Exercise description:
Count the lines of the data below that contain the string "metal", matching case exactly, and give only the number.

* start *

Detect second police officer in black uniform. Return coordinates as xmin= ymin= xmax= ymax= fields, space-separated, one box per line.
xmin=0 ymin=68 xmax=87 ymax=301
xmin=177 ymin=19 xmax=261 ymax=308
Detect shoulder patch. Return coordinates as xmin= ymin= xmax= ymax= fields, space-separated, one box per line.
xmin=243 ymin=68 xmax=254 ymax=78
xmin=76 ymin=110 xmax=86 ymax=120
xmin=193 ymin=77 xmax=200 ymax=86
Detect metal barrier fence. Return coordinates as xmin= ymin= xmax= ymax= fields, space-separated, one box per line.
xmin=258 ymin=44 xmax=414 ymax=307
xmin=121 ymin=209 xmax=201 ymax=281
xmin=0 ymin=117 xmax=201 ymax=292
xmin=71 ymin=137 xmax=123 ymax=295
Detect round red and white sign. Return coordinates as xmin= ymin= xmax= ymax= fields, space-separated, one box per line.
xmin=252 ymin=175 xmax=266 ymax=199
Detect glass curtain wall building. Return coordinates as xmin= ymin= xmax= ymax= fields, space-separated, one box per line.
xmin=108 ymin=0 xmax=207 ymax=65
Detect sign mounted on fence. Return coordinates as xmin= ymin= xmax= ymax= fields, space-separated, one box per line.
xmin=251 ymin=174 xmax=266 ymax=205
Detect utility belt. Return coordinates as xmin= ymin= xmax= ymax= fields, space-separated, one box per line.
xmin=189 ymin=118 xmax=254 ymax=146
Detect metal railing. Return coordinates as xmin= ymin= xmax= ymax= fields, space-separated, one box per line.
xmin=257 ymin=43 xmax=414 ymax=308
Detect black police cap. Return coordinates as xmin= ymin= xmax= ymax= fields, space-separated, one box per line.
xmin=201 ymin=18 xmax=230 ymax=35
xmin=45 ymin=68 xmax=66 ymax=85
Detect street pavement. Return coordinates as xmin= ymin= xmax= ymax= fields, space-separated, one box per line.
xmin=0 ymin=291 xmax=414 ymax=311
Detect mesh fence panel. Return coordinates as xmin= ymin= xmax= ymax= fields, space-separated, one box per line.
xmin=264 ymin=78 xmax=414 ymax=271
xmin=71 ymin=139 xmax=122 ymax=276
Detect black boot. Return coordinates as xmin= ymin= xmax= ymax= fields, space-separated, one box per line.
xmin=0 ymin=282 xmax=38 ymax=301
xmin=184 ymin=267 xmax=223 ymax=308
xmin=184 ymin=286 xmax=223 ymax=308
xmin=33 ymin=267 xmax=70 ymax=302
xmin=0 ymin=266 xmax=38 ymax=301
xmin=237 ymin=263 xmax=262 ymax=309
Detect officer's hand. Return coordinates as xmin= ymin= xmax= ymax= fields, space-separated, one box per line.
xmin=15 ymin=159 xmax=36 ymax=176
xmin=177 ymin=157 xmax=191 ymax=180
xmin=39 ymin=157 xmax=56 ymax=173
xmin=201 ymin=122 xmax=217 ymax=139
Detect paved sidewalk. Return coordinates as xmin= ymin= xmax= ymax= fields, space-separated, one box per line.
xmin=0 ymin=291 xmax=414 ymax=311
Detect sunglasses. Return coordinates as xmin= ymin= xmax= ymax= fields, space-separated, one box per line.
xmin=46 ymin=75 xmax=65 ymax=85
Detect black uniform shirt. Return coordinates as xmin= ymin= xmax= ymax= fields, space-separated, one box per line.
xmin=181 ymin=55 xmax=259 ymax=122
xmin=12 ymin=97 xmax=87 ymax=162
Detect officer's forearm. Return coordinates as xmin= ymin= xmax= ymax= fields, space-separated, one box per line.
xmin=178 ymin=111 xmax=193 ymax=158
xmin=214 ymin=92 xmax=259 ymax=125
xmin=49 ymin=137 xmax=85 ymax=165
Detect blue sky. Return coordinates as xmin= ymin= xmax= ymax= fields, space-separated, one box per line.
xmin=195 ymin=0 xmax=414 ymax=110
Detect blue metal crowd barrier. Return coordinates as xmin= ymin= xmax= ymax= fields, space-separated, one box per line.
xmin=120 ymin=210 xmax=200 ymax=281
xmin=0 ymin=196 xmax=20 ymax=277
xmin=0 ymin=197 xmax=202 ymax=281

* end *

Correct result:
3